__Görev talimatları__
Aşağıdaki listede "every" kelimesinin geçtiği kaç satır olduğunu sayın. Yalnızca sayıyı yazın.

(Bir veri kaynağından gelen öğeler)
★ ★ ★ ★ ★ ★ ★

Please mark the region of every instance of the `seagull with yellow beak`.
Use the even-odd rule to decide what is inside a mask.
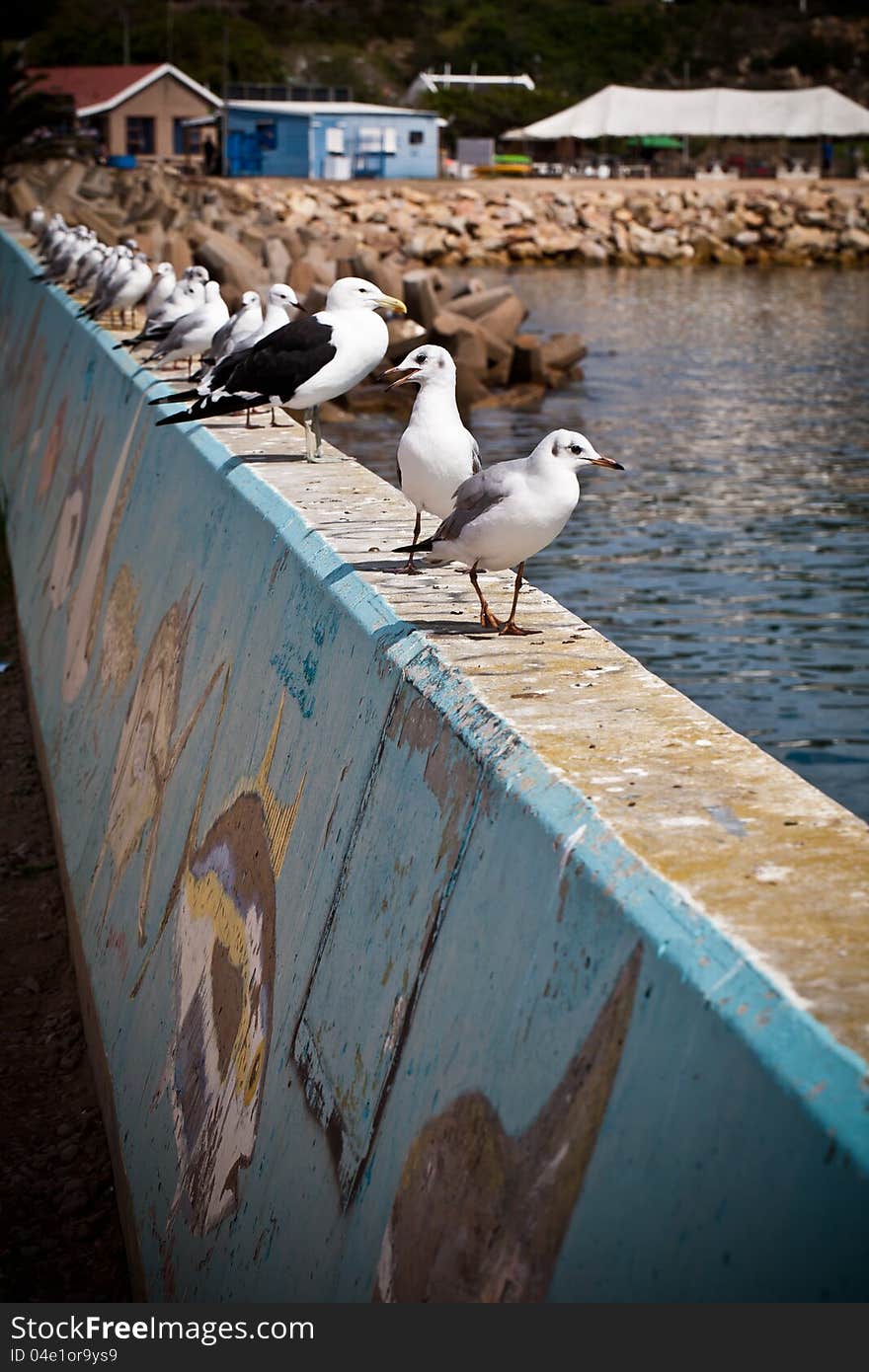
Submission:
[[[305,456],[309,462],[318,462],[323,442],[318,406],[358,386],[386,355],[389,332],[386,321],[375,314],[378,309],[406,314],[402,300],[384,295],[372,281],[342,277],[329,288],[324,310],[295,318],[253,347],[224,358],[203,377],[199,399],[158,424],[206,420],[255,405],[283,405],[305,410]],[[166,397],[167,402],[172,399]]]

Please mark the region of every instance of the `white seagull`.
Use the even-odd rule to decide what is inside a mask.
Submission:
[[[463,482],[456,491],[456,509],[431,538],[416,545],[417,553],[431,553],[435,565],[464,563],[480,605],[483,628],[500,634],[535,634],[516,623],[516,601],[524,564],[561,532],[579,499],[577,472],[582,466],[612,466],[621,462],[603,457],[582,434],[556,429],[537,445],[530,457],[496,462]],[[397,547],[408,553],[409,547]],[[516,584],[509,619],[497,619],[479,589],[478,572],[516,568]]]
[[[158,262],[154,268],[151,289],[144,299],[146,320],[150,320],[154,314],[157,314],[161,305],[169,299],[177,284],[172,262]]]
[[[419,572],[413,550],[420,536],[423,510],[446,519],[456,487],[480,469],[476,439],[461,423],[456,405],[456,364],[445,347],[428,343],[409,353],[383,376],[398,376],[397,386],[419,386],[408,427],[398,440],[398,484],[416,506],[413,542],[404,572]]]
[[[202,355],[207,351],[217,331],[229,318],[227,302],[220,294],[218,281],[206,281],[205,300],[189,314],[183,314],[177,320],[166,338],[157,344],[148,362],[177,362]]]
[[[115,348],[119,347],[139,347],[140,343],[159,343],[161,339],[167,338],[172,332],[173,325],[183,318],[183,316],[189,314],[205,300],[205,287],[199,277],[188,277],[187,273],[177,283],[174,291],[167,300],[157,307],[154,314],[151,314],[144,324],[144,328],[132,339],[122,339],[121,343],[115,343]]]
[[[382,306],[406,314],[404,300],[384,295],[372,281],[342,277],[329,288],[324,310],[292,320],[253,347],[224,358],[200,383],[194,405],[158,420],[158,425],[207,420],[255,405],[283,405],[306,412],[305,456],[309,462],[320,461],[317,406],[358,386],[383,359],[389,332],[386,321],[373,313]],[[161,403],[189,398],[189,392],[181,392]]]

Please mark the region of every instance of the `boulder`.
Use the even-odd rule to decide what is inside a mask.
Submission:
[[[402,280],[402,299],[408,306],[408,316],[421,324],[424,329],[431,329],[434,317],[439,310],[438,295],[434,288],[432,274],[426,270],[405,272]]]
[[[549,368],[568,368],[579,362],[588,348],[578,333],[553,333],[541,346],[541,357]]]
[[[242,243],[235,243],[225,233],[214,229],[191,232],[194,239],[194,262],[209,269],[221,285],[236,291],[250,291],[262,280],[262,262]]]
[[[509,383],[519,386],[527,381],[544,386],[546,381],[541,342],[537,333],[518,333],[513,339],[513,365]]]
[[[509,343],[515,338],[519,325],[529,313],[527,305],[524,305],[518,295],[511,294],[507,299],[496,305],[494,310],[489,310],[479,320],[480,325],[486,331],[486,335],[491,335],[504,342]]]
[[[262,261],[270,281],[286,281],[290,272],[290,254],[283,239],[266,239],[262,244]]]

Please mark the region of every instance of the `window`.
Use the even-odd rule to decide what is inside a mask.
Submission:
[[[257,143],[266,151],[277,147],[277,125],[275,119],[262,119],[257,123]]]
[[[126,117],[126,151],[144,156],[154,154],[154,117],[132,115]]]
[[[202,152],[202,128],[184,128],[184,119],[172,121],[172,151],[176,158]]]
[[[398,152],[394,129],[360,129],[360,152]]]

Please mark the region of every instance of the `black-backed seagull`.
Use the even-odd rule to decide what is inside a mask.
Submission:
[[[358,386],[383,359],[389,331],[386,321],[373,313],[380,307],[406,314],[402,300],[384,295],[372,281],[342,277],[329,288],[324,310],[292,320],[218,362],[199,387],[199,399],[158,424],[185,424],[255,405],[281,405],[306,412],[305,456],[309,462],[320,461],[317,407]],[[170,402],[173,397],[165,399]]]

★ ★ ★ ★ ★ ★ ★

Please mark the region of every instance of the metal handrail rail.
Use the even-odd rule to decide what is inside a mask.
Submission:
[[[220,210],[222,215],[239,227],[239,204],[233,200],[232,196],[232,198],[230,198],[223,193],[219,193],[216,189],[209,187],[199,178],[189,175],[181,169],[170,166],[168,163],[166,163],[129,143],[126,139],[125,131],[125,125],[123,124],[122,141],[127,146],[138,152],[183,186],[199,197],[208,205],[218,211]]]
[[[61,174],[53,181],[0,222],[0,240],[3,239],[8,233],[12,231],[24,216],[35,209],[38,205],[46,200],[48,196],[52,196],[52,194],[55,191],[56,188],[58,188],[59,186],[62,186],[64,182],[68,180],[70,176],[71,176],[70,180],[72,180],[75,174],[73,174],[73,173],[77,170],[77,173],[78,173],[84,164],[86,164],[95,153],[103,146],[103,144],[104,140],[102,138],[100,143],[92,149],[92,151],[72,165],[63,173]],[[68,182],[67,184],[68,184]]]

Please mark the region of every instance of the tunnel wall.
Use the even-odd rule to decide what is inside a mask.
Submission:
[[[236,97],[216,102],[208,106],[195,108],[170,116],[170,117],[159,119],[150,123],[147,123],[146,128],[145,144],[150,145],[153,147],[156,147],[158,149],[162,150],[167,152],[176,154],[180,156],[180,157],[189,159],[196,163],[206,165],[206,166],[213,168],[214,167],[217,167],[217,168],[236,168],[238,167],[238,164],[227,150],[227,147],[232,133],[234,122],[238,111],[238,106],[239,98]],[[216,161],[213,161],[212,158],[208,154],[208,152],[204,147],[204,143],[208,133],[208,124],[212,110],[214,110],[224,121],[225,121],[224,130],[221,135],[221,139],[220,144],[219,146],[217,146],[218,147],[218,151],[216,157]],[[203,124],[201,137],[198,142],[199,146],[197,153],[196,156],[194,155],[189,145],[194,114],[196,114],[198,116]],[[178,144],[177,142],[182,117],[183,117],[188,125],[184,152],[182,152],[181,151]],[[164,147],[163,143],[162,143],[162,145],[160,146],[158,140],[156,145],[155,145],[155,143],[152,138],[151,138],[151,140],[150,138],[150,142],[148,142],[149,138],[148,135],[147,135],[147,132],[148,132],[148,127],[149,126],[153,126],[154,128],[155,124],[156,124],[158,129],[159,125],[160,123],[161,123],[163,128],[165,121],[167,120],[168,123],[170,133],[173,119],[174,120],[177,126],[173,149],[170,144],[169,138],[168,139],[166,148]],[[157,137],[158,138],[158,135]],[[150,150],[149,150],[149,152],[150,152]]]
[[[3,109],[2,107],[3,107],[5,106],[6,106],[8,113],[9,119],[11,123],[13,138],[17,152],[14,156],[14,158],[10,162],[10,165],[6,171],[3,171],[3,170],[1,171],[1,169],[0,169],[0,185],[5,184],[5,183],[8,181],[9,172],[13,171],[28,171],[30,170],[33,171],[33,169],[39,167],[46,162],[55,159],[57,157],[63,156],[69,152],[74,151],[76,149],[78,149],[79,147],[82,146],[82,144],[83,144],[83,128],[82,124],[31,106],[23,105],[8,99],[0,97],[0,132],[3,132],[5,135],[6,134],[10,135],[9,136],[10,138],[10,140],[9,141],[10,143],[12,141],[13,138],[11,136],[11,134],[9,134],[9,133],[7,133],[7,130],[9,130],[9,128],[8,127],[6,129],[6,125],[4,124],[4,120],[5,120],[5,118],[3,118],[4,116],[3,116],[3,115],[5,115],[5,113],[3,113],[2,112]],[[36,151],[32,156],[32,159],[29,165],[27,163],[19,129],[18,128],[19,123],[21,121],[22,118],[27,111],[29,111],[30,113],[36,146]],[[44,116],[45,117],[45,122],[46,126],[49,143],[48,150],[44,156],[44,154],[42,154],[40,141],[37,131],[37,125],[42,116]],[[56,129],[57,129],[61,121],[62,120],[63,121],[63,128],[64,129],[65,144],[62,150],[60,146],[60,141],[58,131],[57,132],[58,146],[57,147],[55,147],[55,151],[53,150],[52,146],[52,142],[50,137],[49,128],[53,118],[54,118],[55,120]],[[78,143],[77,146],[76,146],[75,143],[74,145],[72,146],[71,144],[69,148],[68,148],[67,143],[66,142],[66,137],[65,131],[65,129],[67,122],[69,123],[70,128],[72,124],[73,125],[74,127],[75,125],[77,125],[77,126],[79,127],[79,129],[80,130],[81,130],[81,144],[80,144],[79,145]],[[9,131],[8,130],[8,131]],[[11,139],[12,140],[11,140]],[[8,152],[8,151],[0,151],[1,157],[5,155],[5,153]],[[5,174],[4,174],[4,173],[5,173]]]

★ ★ ★ ★ ★ ★ ★

__Alıştırma çıktısı__
7